Exercise input section start
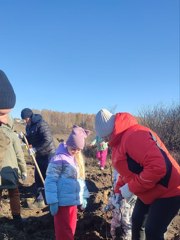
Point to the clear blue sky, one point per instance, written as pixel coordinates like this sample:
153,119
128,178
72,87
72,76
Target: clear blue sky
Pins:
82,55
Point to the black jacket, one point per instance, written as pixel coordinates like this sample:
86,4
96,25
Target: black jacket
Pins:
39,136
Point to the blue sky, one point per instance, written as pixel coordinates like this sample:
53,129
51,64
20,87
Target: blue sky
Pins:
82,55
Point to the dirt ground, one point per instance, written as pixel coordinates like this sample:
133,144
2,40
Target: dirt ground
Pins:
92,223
Exercise input section end
Exercise input section start
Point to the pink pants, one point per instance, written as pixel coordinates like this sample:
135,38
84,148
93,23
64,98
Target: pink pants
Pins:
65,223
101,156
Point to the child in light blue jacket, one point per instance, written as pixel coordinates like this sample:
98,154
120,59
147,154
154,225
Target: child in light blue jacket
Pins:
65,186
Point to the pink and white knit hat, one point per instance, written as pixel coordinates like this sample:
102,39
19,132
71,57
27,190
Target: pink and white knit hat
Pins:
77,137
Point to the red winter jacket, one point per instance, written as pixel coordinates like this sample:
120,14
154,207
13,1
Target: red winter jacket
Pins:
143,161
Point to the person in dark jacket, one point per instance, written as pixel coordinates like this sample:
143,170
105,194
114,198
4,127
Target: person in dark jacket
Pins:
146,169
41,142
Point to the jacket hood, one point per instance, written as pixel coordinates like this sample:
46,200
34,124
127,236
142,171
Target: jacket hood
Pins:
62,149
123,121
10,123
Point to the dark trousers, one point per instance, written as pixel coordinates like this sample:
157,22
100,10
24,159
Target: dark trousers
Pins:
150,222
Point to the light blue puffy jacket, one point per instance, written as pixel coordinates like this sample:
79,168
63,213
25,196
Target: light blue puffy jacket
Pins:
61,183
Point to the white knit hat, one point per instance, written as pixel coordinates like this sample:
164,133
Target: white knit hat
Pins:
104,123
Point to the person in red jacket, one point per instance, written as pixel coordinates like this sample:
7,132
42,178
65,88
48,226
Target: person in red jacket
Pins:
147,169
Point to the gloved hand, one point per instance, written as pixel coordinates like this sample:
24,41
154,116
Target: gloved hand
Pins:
Exercise input section end
Task item »
In the entries above, count the lines that include "ground" and write nothing but that number.

Answer to this problem »
2